[Task item] Each line from the one containing "deep blue water -> box" through the end of the data is to be written out exactly, and nothing more.

[Given records]
>>>
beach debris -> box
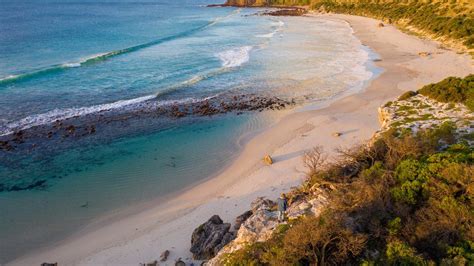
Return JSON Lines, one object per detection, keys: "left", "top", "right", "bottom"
{"left": 332, "top": 132, "right": 342, "bottom": 137}
{"left": 140, "top": 260, "right": 158, "bottom": 266}
{"left": 160, "top": 250, "right": 170, "bottom": 262}
{"left": 175, "top": 258, "right": 186, "bottom": 266}
{"left": 190, "top": 215, "right": 235, "bottom": 260}
{"left": 378, "top": 22, "right": 385, "bottom": 27}
{"left": 234, "top": 210, "right": 253, "bottom": 231}
{"left": 41, "top": 263, "right": 58, "bottom": 266}
{"left": 263, "top": 154, "right": 273, "bottom": 165}
{"left": 418, "top": 52, "right": 431, "bottom": 57}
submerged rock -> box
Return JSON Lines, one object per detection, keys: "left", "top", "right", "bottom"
{"left": 190, "top": 215, "right": 235, "bottom": 260}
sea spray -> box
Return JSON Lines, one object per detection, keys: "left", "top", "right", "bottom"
{"left": 216, "top": 46, "right": 253, "bottom": 68}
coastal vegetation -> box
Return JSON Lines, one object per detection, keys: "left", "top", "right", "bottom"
{"left": 311, "top": 0, "right": 474, "bottom": 51}
{"left": 215, "top": 75, "right": 474, "bottom": 265}
{"left": 223, "top": 0, "right": 474, "bottom": 52}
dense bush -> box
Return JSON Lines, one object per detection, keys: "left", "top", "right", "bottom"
{"left": 418, "top": 74, "right": 474, "bottom": 111}
{"left": 220, "top": 74, "right": 474, "bottom": 265}
{"left": 223, "top": 124, "right": 474, "bottom": 265}
{"left": 308, "top": 0, "right": 474, "bottom": 49}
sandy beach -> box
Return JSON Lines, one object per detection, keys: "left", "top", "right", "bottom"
{"left": 10, "top": 13, "right": 473, "bottom": 266}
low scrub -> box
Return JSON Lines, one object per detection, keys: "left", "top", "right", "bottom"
{"left": 310, "top": 0, "right": 474, "bottom": 50}
{"left": 418, "top": 74, "right": 474, "bottom": 111}
{"left": 223, "top": 125, "right": 474, "bottom": 265}
{"left": 222, "top": 76, "right": 474, "bottom": 265}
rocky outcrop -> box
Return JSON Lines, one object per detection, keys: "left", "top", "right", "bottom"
{"left": 234, "top": 210, "right": 253, "bottom": 230}
{"left": 207, "top": 190, "right": 328, "bottom": 265}
{"left": 377, "top": 94, "right": 474, "bottom": 143}
{"left": 190, "top": 215, "right": 235, "bottom": 260}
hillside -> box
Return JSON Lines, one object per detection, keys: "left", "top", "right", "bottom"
{"left": 223, "top": 0, "right": 474, "bottom": 53}
{"left": 206, "top": 75, "right": 474, "bottom": 265}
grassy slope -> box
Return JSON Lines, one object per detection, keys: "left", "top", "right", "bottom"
{"left": 221, "top": 75, "right": 474, "bottom": 265}
{"left": 224, "top": 0, "right": 474, "bottom": 53}
{"left": 311, "top": 0, "right": 474, "bottom": 52}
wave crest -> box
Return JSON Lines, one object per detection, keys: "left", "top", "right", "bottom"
{"left": 0, "top": 95, "right": 156, "bottom": 136}
{"left": 216, "top": 46, "right": 253, "bottom": 68}
{"left": 0, "top": 10, "right": 242, "bottom": 86}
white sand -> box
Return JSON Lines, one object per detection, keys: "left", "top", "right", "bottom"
{"left": 10, "top": 14, "right": 473, "bottom": 266}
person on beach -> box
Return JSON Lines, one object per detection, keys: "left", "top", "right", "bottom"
{"left": 277, "top": 193, "right": 288, "bottom": 222}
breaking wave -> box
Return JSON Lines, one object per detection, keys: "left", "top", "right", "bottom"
{"left": 216, "top": 46, "right": 253, "bottom": 68}
{"left": 0, "top": 9, "right": 241, "bottom": 86}
{"left": 0, "top": 95, "right": 156, "bottom": 136}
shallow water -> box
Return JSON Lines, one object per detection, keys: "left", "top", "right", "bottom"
{"left": 0, "top": 1, "right": 375, "bottom": 262}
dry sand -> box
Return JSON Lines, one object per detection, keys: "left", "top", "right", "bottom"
{"left": 10, "top": 14, "right": 473, "bottom": 266}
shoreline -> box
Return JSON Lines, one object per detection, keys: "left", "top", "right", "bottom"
{"left": 9, "top": 13, "right": 473, "bottom": 265}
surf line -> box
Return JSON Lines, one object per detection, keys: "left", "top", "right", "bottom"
{"left": 0, "top": 9, "right": 242, "bottom": 87}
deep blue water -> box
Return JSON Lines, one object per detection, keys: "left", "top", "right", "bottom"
{"left": 0, "top": 0, "right": 376, "bottom": 262}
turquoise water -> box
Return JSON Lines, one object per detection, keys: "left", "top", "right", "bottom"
{"left": 0, "top": 0, "right": 376, "bottom": 263}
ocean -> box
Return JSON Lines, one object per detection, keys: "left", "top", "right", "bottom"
{"left": 0, "top": 0, "right": 376, "bottom": 262}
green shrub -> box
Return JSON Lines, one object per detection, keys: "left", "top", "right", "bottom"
{"left": 418, "top": 74, "right": 474, "bottom": 111}
{"left": 220, "top": 78, "right": 474, "bottom": 265}
{"left": 398, "top": 91, "right": 418, "bottom": 101}
{"left": 385, "top": 241, "right": 428, "bottom": 265}
{"left": 392, "top": 159, "right": 430, "bottom": 205}
{"left": 309, "top": 1, "right": 474, "bottom": 49}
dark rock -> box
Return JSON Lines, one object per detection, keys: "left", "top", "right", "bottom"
{"left": 251, "top": 197, "right": 275, "bottom": 212}
{"left": 88, "top": 125, "right": 96, "bottom": 134}
{"left": 175, "top": 258, "right": 186, "bottom": 266}
{"left": 0, "top": 140, "right": 14, "bottom": 151}
{"left": 160, "top": 250, "right": 170, "bottom": 261}
{"left": 9, "top": 180, "right": 47, "bottom": 192}
{"left": 190, "top": 215, "right": 235, "bottom": 260}
{"left": 234, "top": 210, "right": 253, "bottom": 230}
{"left": 140, "top": 260, "right": 157, "bottom": 266}
{"left": 65, "top": 125, "right": 75, "bottom": 133}
{"left": 41, "top": 263, "right": 57, "bottom": 266}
<<<
[Solution to this exercise]
deep blue water -> box
Return JSON Lines, one object per detection, keys: "left", "top", "right", "bottom"
{"left": 0, "top": 0, "right": 376, "bottom": 262}
turquoise water -> box
Return JSON Lines, one object per detection, keys: "left", "top", "right", "bottom"
{"left": 0, "top": 0, "right": 376, "bottom": 263}
ocean -> box
Return JSON Lines, one object per detection, keys: "left", "top", "right", "bottom"
{"left": 0, "top": 0, "right": 376, "bottom": 262}
green shrub -> box
Return JSON Lines, one object per detection, keys: "left", "top", "right", "bottom"
{"left": 418, "top": 74, "right": 474, "bottom": 111}
{"left": 220, "top": 78, "right": 474, "bottom": 265}
{"left": 398, "top": 91, "right": 418, "bottom": 101}
{"left": 385, "top": 241, "right": 428, "bottom": 265}
{"left": 392, "top": 159, "right": 430, "bottom": 205}
{"left": 309, "top": 1, "right": 474, "bottom": 49}
dark rock -> box
Return JSON Lines, one object per detection, keys: "left", "top", "right", "bottom"
{"left": 251, "top": 197, "right": 275, "bottom": 212}
{"left": 88, "top": 125, "right": 96, "bottom": 134}
{"left": 175, "top": 258, "right": 186, "bottom": 266}
{"left": 0, "top": 140, "right": 14, "bottom": 151}
{"left": 160, "top": 250, "right": 170, "bottom": 261}
{"left": 9, "top": 180, "right": 47, "bottom": 192}
{"left": 190, "top": 215, "right": 235, "bottom": 260}
{"left": 234, "top": 210, "right": 253, "bottom": 230}
{"left": 140, "top": 260, "right": 157, "bottom": 266}
{"left": 65, "top": 125, "right": 75, "bottom": 133}
{"left": 41, "top": 263, "right": 57, "bottom": 266}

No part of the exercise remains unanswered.